**Given task 1:** Rewrite the rows, taking everything from the line containing "Task: indicate the distant" down to the line containing "x=487 y=267", including both of those lines and their requests. Scale only the coordinates in the answers by multiplying each by 1.4 and rounding to whole numbers, with halves rounded up.

**Supplied text:**

===============

This is an utterly comprehensive plan. The scroll is crammed with writing “on both sides” (v.1). There is no place for the addition of any other writing. There are no blank places and no human overwriting or crossings out are possible. It is crammed full; there are no gaps whatsoever. God’s purpose embraces every creature and every action. Every single thing is in the book. All of our human decisions are in the scroll; all our choices are provided for in that scroll. Whatever way we decided to jump is in the book. They are all part of God’s plan. There are no points at which God is uncertain; no blanks for man to fill in as he chooses – taking God by surprise. God knows what is going to happen on the next page. He knows what’s written on the last page. There is nothing omitted or unprovided for or unseen. There is no possibility of God twisting his hands in alarm at what is happening, or finding that he facing an emergency. It is all there in his book

Then again notice that the book is secret; it is completely and totally sealed with seven seals. Seven means perfectly sealed. John can see right into heaven but he can’t see what’s written in the scroll. And we pathetic men and women imagine that it can be different, that we can see into the future, that by inferences from the present or insights into human behaviour we can make assured predictions about the future, because our knowledge is so limited. We cannot say that such and such is the time of the second coming. All our tomorrows are in the hands of God, and it is only as the Lamb breaks the seals, and the events take place that the content of the book is revealed. So what is in the scroll is comprehensive and also secret.

Then we are told that no one in heaven or on earth or under the earth could open the book or even look inside it (v.3). So nobody knew what was contained in the book. There was no advance to history at all. The point here is that the person who opens these seals has to execute God’s purpose. We are all sinners. We have forfeited the right to God’s guiding and leading, and so someone has to be found who can be the mediator. He will be the one who administers the advance of the kingdom of God. He is the one by whom providence takes its course. But at first they can find no one who will carry history forwards. The progress of God’s kingdom has not been left to angels, nor to men. The future, as John saw it, did not lie with the church’s leaders. Human history has not been placed in man’s hands. It is not a matter of might or power or human ability. Bring all the most brilliant men in human history to this scroll and there is not one who can open it or take even peep into it. Sin has made it impossible for them to do this.

So God’s purpose for his creation grinds to a halt. If things go on like this everything is sealed for ever. Who can open the book? It seems nobody can do it, and John says that he wept (v.4). The picture is like that shown in “Groundhog Day.” The story is of a man permanently locked in a time warp. Every day he wakes up is the same day in his life February 2. He is doomed to repeat endlessly the events of this particular “Groundhog Day”. He soon knows exactly what is going to happen, what his neighbour says. If in utter despair he ends his life in suicide then the next day the alarm goes off and he wakes up to the same Ground Hog day in Punxsutawney, Pennsylvania and he is the weatherman giving the weather forecast on TV for that day.

===============

**Excerpted data:**
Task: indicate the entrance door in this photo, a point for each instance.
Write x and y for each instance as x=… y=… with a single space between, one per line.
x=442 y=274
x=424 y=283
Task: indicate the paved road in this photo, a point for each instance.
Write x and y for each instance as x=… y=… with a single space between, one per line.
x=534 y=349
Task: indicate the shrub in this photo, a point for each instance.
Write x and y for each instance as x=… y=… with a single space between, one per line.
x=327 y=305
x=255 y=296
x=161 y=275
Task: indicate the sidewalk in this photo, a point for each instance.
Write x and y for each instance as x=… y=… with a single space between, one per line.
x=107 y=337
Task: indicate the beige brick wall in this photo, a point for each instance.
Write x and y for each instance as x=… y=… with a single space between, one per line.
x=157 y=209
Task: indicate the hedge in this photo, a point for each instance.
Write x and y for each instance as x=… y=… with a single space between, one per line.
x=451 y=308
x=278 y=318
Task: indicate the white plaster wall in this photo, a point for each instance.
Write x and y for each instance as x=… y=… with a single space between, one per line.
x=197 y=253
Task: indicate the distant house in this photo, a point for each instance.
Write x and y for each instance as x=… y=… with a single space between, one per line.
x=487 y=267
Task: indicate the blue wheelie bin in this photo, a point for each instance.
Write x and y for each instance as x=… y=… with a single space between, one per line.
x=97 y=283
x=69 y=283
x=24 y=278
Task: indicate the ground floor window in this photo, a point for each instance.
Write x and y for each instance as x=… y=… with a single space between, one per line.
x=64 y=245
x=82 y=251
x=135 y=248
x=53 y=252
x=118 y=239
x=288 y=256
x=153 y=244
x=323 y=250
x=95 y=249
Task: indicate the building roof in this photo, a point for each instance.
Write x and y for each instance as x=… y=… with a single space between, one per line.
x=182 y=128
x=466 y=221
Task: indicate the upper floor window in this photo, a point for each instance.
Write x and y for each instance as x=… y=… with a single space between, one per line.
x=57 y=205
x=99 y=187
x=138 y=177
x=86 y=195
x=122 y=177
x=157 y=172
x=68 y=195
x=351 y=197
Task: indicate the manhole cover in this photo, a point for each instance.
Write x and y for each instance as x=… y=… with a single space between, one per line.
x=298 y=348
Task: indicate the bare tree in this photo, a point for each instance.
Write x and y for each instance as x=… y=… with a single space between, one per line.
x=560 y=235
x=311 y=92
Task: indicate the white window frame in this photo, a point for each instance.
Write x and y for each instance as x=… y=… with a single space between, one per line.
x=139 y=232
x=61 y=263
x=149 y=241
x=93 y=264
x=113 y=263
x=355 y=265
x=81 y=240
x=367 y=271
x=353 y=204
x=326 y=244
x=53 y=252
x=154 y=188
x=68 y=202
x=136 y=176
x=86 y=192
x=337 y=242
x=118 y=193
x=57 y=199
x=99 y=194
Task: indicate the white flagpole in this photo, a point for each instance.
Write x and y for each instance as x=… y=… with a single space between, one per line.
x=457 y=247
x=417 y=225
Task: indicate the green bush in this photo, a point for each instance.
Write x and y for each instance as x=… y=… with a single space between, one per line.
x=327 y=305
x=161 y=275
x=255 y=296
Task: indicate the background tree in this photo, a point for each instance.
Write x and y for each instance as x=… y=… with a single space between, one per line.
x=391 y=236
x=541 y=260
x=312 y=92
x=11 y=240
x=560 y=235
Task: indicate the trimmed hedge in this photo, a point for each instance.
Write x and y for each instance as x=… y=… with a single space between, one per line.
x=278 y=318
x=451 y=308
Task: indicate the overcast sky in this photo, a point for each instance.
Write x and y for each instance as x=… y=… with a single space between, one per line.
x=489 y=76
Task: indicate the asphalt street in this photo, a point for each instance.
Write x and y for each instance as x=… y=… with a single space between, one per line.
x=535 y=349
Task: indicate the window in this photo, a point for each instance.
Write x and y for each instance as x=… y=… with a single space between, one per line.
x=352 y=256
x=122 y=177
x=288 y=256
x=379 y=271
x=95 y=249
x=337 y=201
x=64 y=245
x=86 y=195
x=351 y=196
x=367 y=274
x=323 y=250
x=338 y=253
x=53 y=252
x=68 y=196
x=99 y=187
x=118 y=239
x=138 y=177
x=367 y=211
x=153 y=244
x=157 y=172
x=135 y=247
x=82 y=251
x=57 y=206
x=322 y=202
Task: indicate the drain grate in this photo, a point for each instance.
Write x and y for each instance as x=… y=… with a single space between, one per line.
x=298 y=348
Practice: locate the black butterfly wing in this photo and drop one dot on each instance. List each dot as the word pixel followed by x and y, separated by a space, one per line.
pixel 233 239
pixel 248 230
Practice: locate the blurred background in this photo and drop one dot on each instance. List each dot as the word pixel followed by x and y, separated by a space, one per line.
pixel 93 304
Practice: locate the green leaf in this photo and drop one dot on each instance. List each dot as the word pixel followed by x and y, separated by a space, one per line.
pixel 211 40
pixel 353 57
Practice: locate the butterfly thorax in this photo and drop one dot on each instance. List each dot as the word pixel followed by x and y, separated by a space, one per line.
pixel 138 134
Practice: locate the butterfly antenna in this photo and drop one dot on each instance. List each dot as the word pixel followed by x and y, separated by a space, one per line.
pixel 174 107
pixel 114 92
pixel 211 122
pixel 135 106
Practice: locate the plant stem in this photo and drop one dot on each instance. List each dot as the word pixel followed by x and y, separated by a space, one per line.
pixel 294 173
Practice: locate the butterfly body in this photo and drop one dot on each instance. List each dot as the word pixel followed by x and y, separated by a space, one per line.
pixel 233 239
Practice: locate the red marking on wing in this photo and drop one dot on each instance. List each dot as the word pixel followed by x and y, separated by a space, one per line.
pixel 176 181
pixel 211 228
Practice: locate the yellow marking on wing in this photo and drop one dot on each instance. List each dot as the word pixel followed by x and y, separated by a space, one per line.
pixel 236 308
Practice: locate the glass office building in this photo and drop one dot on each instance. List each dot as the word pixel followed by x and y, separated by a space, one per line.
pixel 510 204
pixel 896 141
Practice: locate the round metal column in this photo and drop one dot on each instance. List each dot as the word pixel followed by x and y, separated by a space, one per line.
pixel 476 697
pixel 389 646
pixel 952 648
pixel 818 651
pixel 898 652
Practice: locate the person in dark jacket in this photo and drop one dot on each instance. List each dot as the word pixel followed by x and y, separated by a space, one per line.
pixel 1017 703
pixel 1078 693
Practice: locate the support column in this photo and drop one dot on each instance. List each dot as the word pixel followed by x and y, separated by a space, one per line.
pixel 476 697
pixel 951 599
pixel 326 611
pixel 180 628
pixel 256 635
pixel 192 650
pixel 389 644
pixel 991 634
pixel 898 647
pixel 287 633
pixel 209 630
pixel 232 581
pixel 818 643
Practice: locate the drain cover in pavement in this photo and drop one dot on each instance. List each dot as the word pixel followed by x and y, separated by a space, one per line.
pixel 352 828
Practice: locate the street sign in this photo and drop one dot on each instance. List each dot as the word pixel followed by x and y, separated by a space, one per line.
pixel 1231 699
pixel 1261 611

===============

**Given task 2:** In the scroll passage above, copy everything from "So God’s purpose" down to "for that day.", replacing "weatherman" with "meteorologist".

**Task response 1:**
Task: indicate the distant house in this photo, a point for each instance.
Write x and y for each instance as x=… y=… with a single space between, one per line.
x=682 y=374

**Task response 2:**
So God’s purpose for his creation grinds to a halt. If things go on like this everything is sealed for ever. Who can open the book? It seems nobody can do it, and John says that he wept (v.4). The picture is like that shown in “Groundhog Day.” The story is of a man permanently locked in a time warp. Every day he wakes up is the same day in his life February 2. He is doomed to repeat endlessly the events of this particular “Groundhog Day”. He soon knows exactly what is going to happen, what his neighbour says. If in utter despair he ends his life in suicide then the next day the alarm goes off and he wakes up to the same Ground Hog day in Punxsutawney, Pennsylvania and he is the meteorologist giving the weather forecast on TV for that day.